## WHAT YOU ARE ASKED TO DO
Duplicate the rows below from the line with "Where can the pine" to the line with "point(261, 287)", including both of those lines, and reproduce nothing else.

═══ INPUT DATA ═══

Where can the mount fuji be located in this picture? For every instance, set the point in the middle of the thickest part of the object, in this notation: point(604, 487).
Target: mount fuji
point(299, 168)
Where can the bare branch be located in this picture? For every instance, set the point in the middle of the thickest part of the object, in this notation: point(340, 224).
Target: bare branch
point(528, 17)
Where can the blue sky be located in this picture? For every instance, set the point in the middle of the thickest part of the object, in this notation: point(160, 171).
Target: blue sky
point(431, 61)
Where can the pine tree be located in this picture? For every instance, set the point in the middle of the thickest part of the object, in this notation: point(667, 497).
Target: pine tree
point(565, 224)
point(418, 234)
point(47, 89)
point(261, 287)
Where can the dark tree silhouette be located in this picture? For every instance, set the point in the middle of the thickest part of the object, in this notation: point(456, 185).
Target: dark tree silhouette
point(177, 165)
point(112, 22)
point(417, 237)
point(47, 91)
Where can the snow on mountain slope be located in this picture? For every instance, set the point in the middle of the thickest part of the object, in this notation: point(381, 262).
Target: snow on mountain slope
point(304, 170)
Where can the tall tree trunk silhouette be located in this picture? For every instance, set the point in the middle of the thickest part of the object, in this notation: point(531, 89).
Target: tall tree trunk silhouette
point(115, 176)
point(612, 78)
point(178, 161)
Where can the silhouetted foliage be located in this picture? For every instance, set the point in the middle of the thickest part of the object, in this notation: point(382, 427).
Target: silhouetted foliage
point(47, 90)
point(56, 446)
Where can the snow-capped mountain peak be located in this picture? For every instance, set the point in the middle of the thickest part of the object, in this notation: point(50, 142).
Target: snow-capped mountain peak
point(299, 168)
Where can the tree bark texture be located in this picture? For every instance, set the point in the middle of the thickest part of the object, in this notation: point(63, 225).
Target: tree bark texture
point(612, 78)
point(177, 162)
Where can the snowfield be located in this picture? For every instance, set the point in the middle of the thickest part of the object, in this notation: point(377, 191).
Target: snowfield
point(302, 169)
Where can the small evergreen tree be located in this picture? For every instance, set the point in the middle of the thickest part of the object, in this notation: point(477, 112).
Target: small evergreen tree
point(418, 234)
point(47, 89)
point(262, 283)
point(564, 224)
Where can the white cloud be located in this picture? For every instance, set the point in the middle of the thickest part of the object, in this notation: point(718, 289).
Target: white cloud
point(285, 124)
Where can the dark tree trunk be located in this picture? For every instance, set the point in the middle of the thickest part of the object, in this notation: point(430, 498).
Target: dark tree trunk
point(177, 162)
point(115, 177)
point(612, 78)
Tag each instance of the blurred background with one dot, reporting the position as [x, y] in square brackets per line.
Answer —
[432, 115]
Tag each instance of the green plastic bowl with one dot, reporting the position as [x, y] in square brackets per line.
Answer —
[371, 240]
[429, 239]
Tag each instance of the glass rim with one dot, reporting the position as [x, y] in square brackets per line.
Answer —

═══

## RESPONSE TO THE EXERCISE
Where can the pine tree be located in this picture? For every instance, set the point in the middle of the thickest part of the object, in this notation: point(667, 497).
Target: pine tree
point(565, 224)
point(418, 234)
point(47, 89)
point(261, 287)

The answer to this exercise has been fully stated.